**Task to complete:** Reproduce all of the data exactly as written.

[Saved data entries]
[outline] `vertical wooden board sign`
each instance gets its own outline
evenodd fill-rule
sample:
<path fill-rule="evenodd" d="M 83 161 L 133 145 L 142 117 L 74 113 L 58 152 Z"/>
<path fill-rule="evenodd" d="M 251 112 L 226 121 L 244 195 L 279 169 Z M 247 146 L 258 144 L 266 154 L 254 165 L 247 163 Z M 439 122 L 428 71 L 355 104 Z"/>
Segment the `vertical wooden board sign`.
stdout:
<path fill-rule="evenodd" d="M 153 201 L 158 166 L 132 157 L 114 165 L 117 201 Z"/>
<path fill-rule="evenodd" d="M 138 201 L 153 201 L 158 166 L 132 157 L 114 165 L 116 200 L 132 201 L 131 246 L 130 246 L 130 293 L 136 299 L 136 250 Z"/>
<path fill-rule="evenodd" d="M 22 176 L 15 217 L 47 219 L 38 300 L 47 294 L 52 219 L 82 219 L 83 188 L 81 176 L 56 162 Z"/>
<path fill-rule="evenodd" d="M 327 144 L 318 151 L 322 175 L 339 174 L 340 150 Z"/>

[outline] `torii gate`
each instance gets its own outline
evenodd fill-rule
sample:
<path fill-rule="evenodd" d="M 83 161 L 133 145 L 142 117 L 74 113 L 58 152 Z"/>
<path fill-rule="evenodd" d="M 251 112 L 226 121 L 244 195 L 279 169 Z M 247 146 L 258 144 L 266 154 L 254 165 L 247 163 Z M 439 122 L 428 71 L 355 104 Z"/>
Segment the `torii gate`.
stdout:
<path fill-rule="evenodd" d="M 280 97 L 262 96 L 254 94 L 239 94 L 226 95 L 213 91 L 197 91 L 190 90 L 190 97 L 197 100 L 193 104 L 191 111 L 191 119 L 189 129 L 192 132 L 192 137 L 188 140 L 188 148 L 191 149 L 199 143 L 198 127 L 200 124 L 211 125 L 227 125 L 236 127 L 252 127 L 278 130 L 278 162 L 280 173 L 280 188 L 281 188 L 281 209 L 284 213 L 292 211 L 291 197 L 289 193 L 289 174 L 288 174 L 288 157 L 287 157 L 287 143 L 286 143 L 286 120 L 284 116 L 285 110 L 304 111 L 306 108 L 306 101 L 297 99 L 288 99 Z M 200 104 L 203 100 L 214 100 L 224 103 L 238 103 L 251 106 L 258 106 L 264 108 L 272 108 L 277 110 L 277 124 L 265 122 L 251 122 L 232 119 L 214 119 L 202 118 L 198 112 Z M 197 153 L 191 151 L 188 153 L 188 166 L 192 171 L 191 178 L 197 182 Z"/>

**Exercise response:**
[outline] `vertical wooden board sign`
each instance gets its own outline
evenodd fill-rule
sample:
<path fill-rule="evenodd" d="M 83 161 L 133 145 L 142 117 L 74 113 L 58 152 Z"/>
<path fill-rule="evenodd" d="M 251 112 L 226 121 L 244 195 L 279 169 Z M 247 146 L 258 144 L 266 154 L 254 165 L 247 163 Z M 439 122 L 428 71 L 355 104 Z"/>
Segment the `vertical wooden board sign`.
stdout:
<path fill-rule="evenodd" d="M 153 201 L 158 166 L 132 157 L 114 165 L 117 201 Z"/>
<path fill-rule="evenodd" d="M 138 201 L 153 201 L 158 166 L 132 157 L 114 165 L 116 200 L 132 201 L 131 246 L 130 246 L 130 293 L 136 299 L 136 250 Z"/>
<path fill-rule="evenodd" d="M 22 176 L 15 217 L 47 219 L 38 300 L 47 294 L 52 219 L 82 219 L 83 188 L 81 176 L 56 162 Z"/>
<path fill-rule="evenodd" d="M 327 144 L 318 151 L 322 175 L 339 174 L 340 150 Z"/>

[outline] `torii gate`
each instance gets its own outline
evenodd fill-rule
sample:
<path fill-rule="evenodd" d="M 83 161 L 133 145 L 142 117 L 74 113 L 58 152 Z"/>
<path fill-rule="evenodd" d="M 251 112 L 226 121 L 244 195 L 279 169 Z M 247 146 L 258 144 L 266 154 L 254 165 L 247 163 Z M 439 122 L 428 71 L 355 104 Z"/>
Segment the `torii gate`.
stdout:
<path fill-rule="evenodd" d="M 280 97 L 262 96 L 254 94 L 239 94 L 226 95 L 213 91 L 197 91 L 190 90 L 190 97 L 197 100 L 193 104 L 191 111 L 191 119 L 189 129 L 192 132 L 192 137 L 188 140 L 188 148 L 191 149 L 199 143 L 198 127 L 200 124 L 211 125 L 227 125 L 236 127 L 252 127 L 278 130 L 278 162 L 280 173 L 280 188 L 281 188 L 281 209 L 284 213 L 292 211 L 291 197 L 289 193 L 289 174 L 288 174 L 288 157 L 287 157 L 287 143 L 286 143 L 286 120 L 284 116 L 285 110 L 304 111 L 306 108 L 306 101 L 297 99 L 288 99 Z M 200 104 L 203 100 L 214 100 L 224 103 L 238 103 L 251 106 L 258 106 L 264 108 L 272 108 L 277 110 L 277 124 L 265 122 L 251 122 L 232 119 L 214 119 L 202 118 L 198 112 Z M 197 153 L 191 151 L 188 153 L 188 166 L 192 171 L 191 178 L 197 182 Z"/>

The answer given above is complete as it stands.